TEKS DITAMPILKAN:
Selasa, 01 Januari 2019
Catatan Awal Tahun Negeri Buku: Soal Karya dan Kepengarangan
Tahun 2018, cukup bising untuk ukuran tahun literasi. Warga Negeri Buku mengamati apa yang terjadi di Negeri Tetangga, ternyata belum begitu baik bagi perkembangan sastra kedepan.
Bulan Februari. Yang basah. Orang dikejutkan dengan pengumuman lahirnya angkatan puisi esai. Bagi beberapa orang, katanya, "syaratnya sudah terpenuhi", dan lagi, " dunia puisi sudah berubah."
Cara pemunculannya, seperti yang disoroti para sastrawan, tidak dengan cara yang baik. Denny JA memberikan hadiah besar bagi sayembara, dan membayar sejumlah kritikus sastra untuk memoles-moles "indahnya" puisi Esai, dan agar jumlah penulisnya mencapai "angka cukup masif" untuk dikatakan sebagai sebuah angkatan.
Publik, di generasi selanjutnya, akan mengambil kesimpulan instan: terkenallah, lalu menulislah. Kau akan disebut penyair dan sastrawan.

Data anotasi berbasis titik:

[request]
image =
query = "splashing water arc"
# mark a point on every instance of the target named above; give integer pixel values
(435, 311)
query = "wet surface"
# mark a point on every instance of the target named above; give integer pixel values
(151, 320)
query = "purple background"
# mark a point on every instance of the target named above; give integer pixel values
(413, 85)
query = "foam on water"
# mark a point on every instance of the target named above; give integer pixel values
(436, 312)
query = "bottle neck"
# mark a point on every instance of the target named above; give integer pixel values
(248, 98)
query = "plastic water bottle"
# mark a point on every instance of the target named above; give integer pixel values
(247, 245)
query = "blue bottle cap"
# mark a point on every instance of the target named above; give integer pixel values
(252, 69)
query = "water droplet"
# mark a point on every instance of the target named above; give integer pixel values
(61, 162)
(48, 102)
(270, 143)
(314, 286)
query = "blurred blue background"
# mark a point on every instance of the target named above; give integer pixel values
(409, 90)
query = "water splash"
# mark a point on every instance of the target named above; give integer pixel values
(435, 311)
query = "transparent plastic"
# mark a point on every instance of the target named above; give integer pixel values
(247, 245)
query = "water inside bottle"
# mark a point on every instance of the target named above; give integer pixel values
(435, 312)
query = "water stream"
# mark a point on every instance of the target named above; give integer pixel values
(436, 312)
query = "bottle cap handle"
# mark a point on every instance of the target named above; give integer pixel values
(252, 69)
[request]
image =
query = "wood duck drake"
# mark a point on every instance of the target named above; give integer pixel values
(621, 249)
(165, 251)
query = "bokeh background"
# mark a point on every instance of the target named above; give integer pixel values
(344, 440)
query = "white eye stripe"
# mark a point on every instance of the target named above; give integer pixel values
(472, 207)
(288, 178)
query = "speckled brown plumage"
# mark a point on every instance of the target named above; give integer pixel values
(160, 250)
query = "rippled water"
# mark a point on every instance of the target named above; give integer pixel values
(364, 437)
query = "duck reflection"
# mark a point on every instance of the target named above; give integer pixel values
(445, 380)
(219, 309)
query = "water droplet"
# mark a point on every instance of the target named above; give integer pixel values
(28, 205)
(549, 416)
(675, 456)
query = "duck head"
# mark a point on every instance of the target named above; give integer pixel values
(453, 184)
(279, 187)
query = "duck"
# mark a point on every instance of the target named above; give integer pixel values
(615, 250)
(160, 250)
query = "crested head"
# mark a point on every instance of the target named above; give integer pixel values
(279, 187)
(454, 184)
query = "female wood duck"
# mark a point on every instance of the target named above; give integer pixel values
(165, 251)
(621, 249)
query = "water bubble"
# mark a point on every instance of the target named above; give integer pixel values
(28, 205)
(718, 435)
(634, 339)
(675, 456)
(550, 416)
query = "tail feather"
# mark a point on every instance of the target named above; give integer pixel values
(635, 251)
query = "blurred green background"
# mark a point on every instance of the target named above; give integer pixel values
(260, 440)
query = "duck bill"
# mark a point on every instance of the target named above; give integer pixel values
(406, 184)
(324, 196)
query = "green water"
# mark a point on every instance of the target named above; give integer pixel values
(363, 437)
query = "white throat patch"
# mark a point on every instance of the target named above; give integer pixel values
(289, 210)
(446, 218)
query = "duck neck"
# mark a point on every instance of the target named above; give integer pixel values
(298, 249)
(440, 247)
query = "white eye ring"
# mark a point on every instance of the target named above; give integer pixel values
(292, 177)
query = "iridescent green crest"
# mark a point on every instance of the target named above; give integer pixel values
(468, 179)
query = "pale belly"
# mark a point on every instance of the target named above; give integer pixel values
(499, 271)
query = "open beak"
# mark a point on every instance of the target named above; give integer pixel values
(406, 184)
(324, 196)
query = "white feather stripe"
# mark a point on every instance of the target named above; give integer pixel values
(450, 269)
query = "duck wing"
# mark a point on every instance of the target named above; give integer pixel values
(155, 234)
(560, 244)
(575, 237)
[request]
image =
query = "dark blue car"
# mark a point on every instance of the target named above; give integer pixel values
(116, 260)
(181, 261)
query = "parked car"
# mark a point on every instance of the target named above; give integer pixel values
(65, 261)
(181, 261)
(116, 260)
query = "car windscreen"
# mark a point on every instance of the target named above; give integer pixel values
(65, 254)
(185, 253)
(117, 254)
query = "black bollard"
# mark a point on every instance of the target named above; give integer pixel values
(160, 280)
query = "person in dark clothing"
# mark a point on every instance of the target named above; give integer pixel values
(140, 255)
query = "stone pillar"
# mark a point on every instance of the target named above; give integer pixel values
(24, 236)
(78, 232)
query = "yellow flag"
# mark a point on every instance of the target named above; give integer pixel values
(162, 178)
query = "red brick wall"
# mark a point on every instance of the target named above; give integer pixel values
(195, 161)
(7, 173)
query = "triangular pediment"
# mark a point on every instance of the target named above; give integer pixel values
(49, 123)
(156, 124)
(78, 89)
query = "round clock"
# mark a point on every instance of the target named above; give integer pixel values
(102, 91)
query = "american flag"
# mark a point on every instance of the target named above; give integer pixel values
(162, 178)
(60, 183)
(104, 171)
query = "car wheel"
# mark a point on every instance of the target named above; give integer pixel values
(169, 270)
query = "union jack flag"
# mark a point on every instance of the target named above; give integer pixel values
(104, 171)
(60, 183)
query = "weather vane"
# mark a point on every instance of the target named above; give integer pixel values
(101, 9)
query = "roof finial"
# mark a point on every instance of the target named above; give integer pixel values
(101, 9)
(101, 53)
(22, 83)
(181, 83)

PETUNJUK TUGAS:
Ekstrak utuh teks catatan awal tahun Negeri Buku di atas tanpa mengubah satu karakter pun.

KELUARAN BENAR:
Selasa, 01 Januari 2019
Catatan Awal Tahun Negeri Buku: Soal Karya dan Kepengarangan
Tahun 2018, cukup bising untuk ukuran tahun literasi. Warga Negeri Buku mengamati apa yang terjadi di Negeri Tetangga, ternyata belum begitu baik bagi perkembangan sastra kedepan.
Bulan Februari. Yang basah. Orang dikejutkan dengan pengumuman lahirnya angkatan puisi esai. Bagi beberapa orang, katanya, "syaratnya sudah terpenuhi", dan lagi, " dunia puisi sudah berubah."
Cara pemunculannya, seperti yang disoroti para sastrawan, tidak dengan cara yang baik. Denny JA memberikan hadiah besar bagi sayembara, dan membayar sejumlah kritikus sastra untuk memoles-moles "indahnya" puisi Esai, dan agar jumlah penulisnya mencapai "angka cukup masif" untuk dikatakan sebagai sebuah angkatan.
Publik, di generasi selanjutnya, akan mengambil kesimpulan instan: terkenallah, lalu menulislah. Kau akan disebut penyair dan sastrawan.